> **WORK TO COMPLETE**
In the material below, repeat only the lines from the one that holds "Mark one point on every instance of the window frame" through the final line, exactly as they stand.

=======

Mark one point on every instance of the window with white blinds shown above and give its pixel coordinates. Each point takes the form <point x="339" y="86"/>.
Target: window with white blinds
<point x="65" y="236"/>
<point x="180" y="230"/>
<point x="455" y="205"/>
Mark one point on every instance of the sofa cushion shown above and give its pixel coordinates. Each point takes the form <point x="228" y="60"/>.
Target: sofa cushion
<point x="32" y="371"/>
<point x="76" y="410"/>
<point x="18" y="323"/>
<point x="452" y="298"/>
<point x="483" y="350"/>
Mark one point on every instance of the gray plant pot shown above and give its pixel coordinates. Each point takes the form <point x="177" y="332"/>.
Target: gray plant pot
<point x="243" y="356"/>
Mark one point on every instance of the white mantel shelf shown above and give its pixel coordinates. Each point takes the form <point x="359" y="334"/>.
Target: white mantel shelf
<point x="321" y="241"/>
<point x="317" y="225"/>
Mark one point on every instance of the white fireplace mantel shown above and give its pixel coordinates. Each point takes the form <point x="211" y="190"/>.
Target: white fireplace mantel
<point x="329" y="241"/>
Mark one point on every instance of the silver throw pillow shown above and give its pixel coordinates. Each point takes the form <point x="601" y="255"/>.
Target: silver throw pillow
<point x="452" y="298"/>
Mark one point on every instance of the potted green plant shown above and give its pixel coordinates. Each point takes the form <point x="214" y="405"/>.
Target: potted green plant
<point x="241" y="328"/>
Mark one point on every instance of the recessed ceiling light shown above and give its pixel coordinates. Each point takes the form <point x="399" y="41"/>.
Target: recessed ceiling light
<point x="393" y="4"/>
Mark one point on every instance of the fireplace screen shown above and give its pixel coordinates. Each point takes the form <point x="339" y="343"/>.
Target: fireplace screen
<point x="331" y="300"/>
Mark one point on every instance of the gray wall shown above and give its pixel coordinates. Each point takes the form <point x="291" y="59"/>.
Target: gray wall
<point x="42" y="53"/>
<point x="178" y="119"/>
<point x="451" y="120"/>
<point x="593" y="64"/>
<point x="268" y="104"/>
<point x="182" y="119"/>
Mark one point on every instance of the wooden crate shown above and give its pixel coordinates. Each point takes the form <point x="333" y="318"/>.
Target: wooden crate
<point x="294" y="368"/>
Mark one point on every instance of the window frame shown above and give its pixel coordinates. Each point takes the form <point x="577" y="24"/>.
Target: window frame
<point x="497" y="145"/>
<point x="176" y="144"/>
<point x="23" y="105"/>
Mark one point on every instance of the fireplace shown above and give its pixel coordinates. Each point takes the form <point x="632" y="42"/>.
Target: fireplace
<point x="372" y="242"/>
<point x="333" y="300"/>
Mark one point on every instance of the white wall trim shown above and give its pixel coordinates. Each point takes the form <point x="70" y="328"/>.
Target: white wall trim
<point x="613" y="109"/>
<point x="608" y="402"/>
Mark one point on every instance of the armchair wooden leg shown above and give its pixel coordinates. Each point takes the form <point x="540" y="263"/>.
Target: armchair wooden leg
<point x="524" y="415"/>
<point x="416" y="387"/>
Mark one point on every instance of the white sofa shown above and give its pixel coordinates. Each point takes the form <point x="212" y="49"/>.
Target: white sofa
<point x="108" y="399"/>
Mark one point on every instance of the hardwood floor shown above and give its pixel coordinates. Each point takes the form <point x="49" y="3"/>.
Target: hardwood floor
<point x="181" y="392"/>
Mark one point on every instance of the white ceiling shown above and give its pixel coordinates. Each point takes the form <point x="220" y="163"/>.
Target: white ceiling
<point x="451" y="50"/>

=======

> **RESPONSE FOR THIS EXERCISE**
Mark one point on every instance of the window frame shown above and give its pixel coordinates. Each point takes the form <point x="577" y="24"/>.
Target: window frame
<point x="497" y="145"/>
<point x="176" y="144"/>
<point x="23" y="105"/>
Mark one point on every instance of the fireplace shown above and give its pixel coordinates. Each point takes the form <point x="632" y="42"/>.
Target: fireplace
<point x="372" y="242"/>
<point x="333" y="300"/>
Mark one point on every instance of the white wall trim shown above and give its pixel coordinates. Each point takes the form <point x="70" y="328"/>.
Target: white wall trim
<point x="613" y="109"/>
<point x="608" y="402"/>
Mark one point on every instance of the armchair wooden leg shown above and give its pixel coordinates. Each point takes the form <point x="540" y="263"/>.
Target: armchair wooden leg
<point x="524" y="415"/>
<point x="416" y="387"/>
Mark one point on every instance of the white sofa shown above and give its pixel coordinates. Each point takes the form <point x="212" y="49"/>.
Target: white sofa
<point x="108" y="399"/>
Mark one point on every instance of the hardwood floor shown above and give its pixel coordinates. Each point takes the form <point x="49" y="3"/>.
Target: hardwood floor
<point x="181" y="392"/>
Mark one point on every instance of the white ceiling shown above and give its pixel coordinates. Each point takes the form <point x="220" y="163"/>.
Target: white ceiling
<point x="451" y="50"/>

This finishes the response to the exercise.